## Goal 1
Please copy out the passage on Gulliver's Travels word for word.

━━━━━ Document

Finally, what is there new that can be said about “Gulliver’s Travels”? It is another product of Swift’s later years (published 1726), and reveals many of his obsessions as well as the limitations of his mind. Everyone knows about Gulliver’s first voyage, to the midget kingdoms of Lilliput and Blefuscu (representing England and France). His second voyage takes him to Brobdingnag, the land of giants, his third to Laputa and four other islands, and his fourth to the land of the Houyhnhnms, intelligent horses, who are plagued by filthy, squalid, hairy humanoids called Yahoos. As a climax to this last voyage, Gulliver (i.e. Swift?) realises that he himself is a Yahoo, and is filled with such disgust for the human race that on his return home he cannot bear the company even of his wife and family.

━━━━━━━━━━

## Goal 2
Put the records from the line with "Do you see any blurred foliage?" up to and including the line with "24, 38, 146, 299" into a two-column CSV with the headers request and answer. Each request gets one row, with its text and its answer each in a single quoted field and any line breaks turned into spaces.

━━━━━ Available data

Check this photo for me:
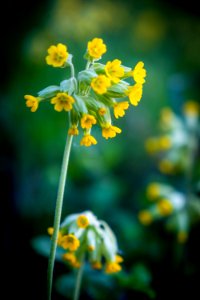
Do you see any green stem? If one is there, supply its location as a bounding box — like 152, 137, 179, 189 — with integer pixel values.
47, 135, 73, 300
74, 260, 84, 300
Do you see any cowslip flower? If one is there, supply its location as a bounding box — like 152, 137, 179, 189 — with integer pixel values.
25, 37, 146, 147
132, 61, 146, 84
51, 93, 75, 112
91, 75, 111, 95
87, 38, 107, 60
24, 95, 40, 112
105, 59, 124, 83
46, 43, 69, 67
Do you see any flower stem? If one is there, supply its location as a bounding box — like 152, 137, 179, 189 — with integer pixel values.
73, 260, 84, 300
47, 135, 73, 300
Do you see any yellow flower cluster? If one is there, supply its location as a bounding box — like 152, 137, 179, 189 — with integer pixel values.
47, 211, 123, 274
24, 38, 146, 147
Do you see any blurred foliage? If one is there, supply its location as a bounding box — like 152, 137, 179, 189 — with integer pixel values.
0, 0, 200, 300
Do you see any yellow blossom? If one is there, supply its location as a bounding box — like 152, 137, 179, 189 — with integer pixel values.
105, 59, 124, 83
87, 38, 107, 59
183, 100, 200, 117
127, 83, 143, 106
61, 234, 80, 251
102, 123, 122, 139
62, 252, 76, 264
46, 43, 69, 67
76, 215, 90, 228
91, 261, 102, 270
114, 101, 129, 119
146, 182, 160, 200
105, 262, 122, 274
98, 107, 106, 116
138, 210, 153, 225
157, 199, 173, 216
80, 134, 97, 147
132, 61, 146, 84
91, 75, 111, 95
51, 93, 75, 112
177, 231, 188, 244
24, 95, 39, 112
81, 114, 97, 129
68, 124, 79, 135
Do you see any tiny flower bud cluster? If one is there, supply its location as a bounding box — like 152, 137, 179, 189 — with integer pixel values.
24, 38, 146, 147
145, 101, 200, 175
48, 211, 123, 274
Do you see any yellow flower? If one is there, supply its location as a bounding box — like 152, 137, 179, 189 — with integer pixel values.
183, 100, 200, 116
81, 114, 97, 129
138, 210, 153, 225
80, 134, 97, 147
91, 75, 111, 95
102, 123, 122, 139
76, 215, 90, 228
105, 262, 122, 274
132, 61, 146, 84
114, 101, 129, 119
62, 252, 76, 264
60, 234, 80, 251
91, 261, 102, 270
24, 95, 39, 112
98, 107, 106, 116
158, 135, 172, 150
127, 83, 143, 106
51, 93, 75, 112
68, 124, 79, 135
105, 59, 124, 83
87, 38, 107, 59
46, 43, 69, 67
146, 182, 160, 200
157, 199, 173, 216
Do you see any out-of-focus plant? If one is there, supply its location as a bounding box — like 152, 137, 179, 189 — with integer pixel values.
138, 101, 200, 243
24, 38, 146, 299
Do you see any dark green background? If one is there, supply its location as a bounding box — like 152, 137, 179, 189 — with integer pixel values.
0, 0, 200, 300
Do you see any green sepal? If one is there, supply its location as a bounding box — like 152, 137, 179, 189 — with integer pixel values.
60, 77, 76, 95
78, 70, 97, 84
73, 94, 88, 114
38, 85, 60, 98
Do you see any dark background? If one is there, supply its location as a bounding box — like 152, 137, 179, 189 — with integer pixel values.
0, 0, 200, 300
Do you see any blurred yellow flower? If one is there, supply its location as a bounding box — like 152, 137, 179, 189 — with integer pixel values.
91, 75, 111, 95
51, 93, 75, 112
46, 43, 69, 67
105, 59, 124, 83
114, 101, 129, 119
102, 123, 122, 139
132, 61, 146, 84
24, 95, 39, 112
87, 38, 107, 59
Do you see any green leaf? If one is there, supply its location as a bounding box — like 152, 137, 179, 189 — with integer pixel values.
38, 85, 60, 98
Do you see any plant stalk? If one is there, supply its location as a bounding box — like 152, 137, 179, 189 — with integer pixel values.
47, 135, 73, 300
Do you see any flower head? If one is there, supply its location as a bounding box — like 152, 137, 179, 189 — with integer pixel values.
102, 123, 122, 139
60, 234, 80, 251
46, 43, 69, 67
51, 93, 75, 112
91, 75, 111, 95
24, 95, 39, 112
132, 61, 146, 84
87, 38, 106, 59
127, 83, 142, 106
76, 215, 90, 228
105, 59, 124, 83
81, 114, 97, 129
80, 134, 97, 147
114, 101, 129, 119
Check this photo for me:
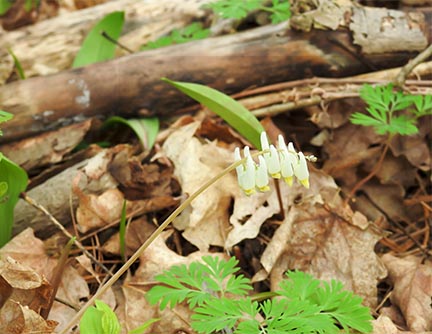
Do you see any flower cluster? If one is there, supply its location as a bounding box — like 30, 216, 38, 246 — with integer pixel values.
234, 132, 309, 195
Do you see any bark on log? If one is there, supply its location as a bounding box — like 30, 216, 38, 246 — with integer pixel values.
0, 0, 210, 84
0, 18, 428, 142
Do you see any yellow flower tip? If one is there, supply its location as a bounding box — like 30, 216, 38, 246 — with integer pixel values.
257, 186, 270, 193
284, 176, 293, 187
243, 188, 256, 196
299, 179, 309, 189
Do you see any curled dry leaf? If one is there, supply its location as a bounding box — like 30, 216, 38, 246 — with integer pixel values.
261, 170, 386, 306
163, 122, 239, 251
382, 254, 432, 333
0, 300, 57, 334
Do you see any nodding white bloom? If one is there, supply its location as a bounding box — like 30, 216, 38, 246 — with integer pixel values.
255, 155, 270, 192
234, 132, 312, 195
294, 152, 309, 188
278, 135, 297, 186
261, 132, 281, 179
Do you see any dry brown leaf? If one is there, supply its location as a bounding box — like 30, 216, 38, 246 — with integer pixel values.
163, 122, 239, 251
0, 300, 57, 334
0, 257, 52, 313
382, 254, 432, 333
261, 170, 386, 306
0, 228, 57, 278
74, 188, 124, 233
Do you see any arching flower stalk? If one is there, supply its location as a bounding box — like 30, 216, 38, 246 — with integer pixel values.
234, 132, 316, 196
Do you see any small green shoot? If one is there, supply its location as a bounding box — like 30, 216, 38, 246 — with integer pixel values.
80, 300, 160, 334
162, 78, 264, 149
0, 110, 28, 248
350, 84, 432, 136
206, 0, 291, 24
8, 49, 26, 80
80, 300, 121, 334
103, 116, 159, 150
119, 200, 126, 262
141, 22, 210, 51
146, 256, 372, 334
72, 12, 124, 68
0, 0, 12, 15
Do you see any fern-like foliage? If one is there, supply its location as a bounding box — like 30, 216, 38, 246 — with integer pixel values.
147, 256, 372, 334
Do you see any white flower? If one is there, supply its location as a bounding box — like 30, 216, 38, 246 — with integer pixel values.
234, 146, 255, 196
255, 155, 270, 192
234, 132, 315, 195
294, 152, 309, 188
261, 132, 281, 179
278, 135, 297, 186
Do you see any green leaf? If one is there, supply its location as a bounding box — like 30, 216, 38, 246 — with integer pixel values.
72, 12, 124, 67
80, 300, 121, 334
205, 0, 261, 19
191, 297, 258, 334
80, 306, 104, 334
0, 153, 28, 248
141, 22, 210, 50
162, 78, 264, 149
8, 49, 26, 80
388, 115, 419, 136
270, 0, 291, 24
0, 0, 12, 15
128, 318, 160, 334
104, 116, 159, 150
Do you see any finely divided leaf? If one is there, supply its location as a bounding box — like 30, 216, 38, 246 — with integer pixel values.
72, 12, 124, 67
162, 78, 264, 149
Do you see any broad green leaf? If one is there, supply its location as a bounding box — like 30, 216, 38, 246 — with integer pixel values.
0, 0, 12, 15
104, 116, 159, 150
0, 181, 9, 197
0, 153, 28, 247
128, 318, 160, 334
80, 306, 105, 334
8, 49, 26, 80
162, 78, 264, 149
72, 12, 124, 67
95, 300, 121, 334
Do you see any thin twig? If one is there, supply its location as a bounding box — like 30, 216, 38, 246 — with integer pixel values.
394, 44, 432, 88
21, 192, 113, 276
59, 158, 245, 334
345, 135, 393, 205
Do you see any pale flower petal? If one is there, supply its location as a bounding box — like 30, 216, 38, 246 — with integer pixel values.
256, 155, 270, 192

━━━━━━━━━━

## Task answer 1
Finally, what is there new that can be said about “Gulliver’s Travels”? It is another product of Swift’s later years (published 1726), and reveals many of his obsessions as well as the limitations of his mind. Everyone knows about Gulliver’s first voyage, to the midget kingdoms of Lilliput and Blefuscu (representing England and France). His second voyage takes him to Brobdingnag, the land of giants, his third to Laputa and four other islands, and his fourth to the land of the Houyhnhnms, intelligent horses, who are plagued by filthy, squalid, hairy humanoids called Yahoos. As a climax to this last voyage, Gulliver (i.e. Swift?) realises that he himself is a Yahoo, and is filled with such disgust for the human race that on his return home he cannot bear the company even of his wife and family.

## Task answer 2
request,answer
"Do you see any blurred foliage? If one is there, supply its location as a bounding box — like 152, 137, 179, 189 — with integer pixel values.","0, 0, 200, 300"
"Do you see any yellow blossom? If one is there, supply its location as a bounding box — like 152, 137, 179, 189 — with integer pixel values.","105, 59, 124, 83 87, 38, 107, 59 183, 100, 200, 117 127, 83, 143, 106 61, 234, 80, 251 102, 123, 122, 139 62, 252, 76, 264 46, 43, 69, 67 76, 215, 90, 228 91, 261, 102, 270 114, 101, 129, 119 146, 182, 160, 200 105, 262, 122, 274 98, 107, 106, 116 138, 210, 153, 225 157, 199, 173, 216 80, 134, 97, 147 132, 61, 146, 84 91, 75, 111, 95 51, 93, 75, 112 177, 231, 188, 244 24, 95, 39, 112 81, 114, 97, 129 68, 124, 79, 135"
"Do you see any tiny flower bud cluster? If one is there, supply its location as a bounding box — like 152, 137, 179, 189 — with integer pixel values.","24, 38, 146, 147 145, 101, 200, 175 48, 211, 123, 274"
"Do you see any yellow flower? If one is there, supply its location as a bounding box — like 152, 137, 179, 189 — with integer pixel values.","183, 100, 200, 116 81, 114, 97, 129 138, 210, 153, 225 80, 134, 97, 147 91, 75, 111, 95 102, 123, 122, 139 76, 215, 90, 228 105, 262, 122, 274 132, 61, 146, 84 114, 101, 129, 119 62, 252, 76, 264 60, 234, 80, 251 91, 261, 102, 270 24, 95, 39, 112 98, 107, 106, 116 158, 135, 172, 150 127, 83, 143, 106 51, 93, 75, 112 68, 124, 79, 135 105, 59, 124, 83 87, 38, 107, 59 46, 43, 69, 67 146, 182, 160, 200 157, 199, 173, 216"
"Do you see any out-of-focus plant? If one is there, supply its location as a bounding box — like 152, 137, 179, 189 — with integer pixel values.","138, 101, 200, 243 24, 38, 146, 299"